> **WHAT YOU NEED TO DO**: Taking the data below line by line, count those that include the word "frame" and report the number alone.

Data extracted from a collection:
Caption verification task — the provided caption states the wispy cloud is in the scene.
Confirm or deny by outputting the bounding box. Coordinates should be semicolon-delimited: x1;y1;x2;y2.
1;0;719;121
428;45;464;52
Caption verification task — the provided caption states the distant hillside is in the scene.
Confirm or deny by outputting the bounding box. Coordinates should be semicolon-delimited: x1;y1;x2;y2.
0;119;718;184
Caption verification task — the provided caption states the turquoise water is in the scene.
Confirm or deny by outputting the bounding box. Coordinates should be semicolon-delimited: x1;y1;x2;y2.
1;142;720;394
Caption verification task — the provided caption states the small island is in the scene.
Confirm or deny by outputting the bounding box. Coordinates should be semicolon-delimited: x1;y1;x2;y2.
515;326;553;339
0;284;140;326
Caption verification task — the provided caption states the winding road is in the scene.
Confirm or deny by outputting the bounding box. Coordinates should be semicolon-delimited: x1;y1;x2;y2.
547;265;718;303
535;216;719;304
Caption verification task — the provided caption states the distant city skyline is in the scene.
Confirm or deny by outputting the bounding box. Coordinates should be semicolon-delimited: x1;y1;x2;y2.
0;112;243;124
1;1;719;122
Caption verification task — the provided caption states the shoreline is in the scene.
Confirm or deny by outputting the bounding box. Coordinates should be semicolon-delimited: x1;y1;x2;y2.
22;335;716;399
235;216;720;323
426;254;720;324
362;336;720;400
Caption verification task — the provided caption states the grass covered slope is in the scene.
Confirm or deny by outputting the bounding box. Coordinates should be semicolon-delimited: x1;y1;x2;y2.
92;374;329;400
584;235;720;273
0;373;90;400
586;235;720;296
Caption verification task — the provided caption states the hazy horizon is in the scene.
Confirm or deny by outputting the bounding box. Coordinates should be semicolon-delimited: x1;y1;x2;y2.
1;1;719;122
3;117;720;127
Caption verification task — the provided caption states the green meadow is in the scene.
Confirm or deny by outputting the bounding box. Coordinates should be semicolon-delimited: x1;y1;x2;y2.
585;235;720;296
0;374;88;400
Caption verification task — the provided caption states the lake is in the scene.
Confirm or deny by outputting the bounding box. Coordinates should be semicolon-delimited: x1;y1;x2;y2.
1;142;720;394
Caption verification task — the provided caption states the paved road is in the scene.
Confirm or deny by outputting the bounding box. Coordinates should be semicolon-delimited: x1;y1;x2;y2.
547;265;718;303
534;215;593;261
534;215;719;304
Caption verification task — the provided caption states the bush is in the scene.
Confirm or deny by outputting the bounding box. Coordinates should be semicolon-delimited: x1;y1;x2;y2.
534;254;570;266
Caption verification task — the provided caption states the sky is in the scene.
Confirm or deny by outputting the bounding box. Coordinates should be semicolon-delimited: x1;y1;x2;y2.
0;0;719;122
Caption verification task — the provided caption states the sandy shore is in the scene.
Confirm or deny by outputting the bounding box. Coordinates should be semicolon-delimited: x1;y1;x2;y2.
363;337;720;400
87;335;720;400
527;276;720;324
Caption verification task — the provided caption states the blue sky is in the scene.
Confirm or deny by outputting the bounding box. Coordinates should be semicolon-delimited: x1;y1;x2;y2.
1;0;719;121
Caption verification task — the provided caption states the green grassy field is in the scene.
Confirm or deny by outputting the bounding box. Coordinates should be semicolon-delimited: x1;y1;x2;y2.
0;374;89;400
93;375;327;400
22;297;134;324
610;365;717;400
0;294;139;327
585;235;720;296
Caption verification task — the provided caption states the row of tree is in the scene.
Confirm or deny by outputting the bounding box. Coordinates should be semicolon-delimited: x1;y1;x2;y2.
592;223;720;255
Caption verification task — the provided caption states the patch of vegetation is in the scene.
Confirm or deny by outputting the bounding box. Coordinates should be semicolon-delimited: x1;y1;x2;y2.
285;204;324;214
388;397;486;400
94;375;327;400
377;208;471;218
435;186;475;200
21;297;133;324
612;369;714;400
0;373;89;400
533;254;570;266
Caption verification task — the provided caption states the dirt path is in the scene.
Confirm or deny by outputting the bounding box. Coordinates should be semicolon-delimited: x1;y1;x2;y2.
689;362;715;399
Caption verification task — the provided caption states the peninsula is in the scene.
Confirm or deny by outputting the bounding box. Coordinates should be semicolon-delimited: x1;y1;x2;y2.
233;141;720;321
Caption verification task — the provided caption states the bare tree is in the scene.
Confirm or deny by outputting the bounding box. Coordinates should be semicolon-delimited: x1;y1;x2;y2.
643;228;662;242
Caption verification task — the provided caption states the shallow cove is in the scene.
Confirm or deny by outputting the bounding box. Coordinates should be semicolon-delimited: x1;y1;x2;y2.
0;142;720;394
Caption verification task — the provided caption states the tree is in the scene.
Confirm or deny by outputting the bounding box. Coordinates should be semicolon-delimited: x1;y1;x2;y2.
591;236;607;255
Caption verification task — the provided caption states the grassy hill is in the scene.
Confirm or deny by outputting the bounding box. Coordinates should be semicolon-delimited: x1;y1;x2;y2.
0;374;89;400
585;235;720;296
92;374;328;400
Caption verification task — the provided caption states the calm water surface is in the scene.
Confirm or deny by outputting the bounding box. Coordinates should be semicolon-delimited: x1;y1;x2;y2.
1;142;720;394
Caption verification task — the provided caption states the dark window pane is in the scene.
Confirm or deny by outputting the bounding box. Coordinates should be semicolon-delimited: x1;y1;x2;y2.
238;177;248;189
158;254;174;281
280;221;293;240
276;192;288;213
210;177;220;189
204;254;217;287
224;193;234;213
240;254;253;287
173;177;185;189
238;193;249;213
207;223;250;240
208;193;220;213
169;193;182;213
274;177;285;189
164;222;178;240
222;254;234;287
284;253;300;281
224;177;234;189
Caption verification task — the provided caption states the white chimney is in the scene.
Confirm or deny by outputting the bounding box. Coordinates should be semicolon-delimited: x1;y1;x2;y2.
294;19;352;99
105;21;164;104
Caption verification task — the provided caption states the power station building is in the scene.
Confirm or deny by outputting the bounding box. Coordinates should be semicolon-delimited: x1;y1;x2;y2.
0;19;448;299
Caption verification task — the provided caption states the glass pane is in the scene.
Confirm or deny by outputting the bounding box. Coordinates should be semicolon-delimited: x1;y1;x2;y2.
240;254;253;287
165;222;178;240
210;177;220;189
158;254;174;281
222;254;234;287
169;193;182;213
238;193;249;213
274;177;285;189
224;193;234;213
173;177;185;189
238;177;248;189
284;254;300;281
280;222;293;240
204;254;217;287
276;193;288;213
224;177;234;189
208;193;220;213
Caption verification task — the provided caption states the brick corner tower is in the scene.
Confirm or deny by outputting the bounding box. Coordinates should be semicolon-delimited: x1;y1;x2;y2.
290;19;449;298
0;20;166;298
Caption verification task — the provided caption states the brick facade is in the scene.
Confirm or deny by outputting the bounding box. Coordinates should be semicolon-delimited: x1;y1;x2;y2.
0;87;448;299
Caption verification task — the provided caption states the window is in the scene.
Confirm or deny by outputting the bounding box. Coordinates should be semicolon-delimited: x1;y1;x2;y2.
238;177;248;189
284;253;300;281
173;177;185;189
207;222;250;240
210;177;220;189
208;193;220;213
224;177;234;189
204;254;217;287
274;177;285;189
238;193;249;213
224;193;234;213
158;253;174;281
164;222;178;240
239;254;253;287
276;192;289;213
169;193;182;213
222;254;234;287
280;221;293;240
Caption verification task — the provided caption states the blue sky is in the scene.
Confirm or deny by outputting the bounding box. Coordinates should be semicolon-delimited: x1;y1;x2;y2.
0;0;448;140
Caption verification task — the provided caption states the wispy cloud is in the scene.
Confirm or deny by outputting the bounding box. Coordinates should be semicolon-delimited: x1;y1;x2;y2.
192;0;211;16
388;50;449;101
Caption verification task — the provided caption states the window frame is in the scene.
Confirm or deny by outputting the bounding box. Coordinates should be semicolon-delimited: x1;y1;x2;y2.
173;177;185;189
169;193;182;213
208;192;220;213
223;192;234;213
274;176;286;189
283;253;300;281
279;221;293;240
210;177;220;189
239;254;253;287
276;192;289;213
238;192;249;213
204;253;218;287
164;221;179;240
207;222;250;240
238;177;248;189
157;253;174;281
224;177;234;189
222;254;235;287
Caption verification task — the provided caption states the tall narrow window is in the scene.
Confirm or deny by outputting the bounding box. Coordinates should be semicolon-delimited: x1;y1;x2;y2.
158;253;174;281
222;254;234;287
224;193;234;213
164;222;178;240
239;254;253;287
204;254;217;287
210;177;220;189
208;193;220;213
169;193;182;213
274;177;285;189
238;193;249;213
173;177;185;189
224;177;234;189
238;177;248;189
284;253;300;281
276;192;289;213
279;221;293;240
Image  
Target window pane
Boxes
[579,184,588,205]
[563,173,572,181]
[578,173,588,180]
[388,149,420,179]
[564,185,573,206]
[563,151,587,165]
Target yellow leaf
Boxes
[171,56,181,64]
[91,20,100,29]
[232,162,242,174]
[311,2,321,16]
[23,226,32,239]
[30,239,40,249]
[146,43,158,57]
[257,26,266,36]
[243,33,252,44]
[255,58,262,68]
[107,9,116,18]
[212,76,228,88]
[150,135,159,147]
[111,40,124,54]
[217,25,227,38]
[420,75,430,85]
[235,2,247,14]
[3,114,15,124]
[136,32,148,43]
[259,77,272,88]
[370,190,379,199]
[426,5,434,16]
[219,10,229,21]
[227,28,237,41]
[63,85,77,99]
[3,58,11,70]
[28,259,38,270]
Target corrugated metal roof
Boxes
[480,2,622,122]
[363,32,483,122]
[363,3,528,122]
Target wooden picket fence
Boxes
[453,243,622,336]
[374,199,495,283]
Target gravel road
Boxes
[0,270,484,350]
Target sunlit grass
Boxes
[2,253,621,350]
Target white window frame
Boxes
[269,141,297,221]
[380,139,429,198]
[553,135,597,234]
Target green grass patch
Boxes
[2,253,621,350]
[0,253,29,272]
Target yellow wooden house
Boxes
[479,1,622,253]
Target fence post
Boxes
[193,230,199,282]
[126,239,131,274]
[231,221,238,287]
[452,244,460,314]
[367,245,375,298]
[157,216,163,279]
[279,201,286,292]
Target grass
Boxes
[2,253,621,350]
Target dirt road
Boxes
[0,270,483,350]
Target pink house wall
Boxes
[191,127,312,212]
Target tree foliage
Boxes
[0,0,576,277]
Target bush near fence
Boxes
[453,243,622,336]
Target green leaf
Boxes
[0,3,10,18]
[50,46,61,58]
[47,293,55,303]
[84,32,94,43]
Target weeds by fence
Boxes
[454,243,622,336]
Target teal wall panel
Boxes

> **RESPONSE BELOW**: 2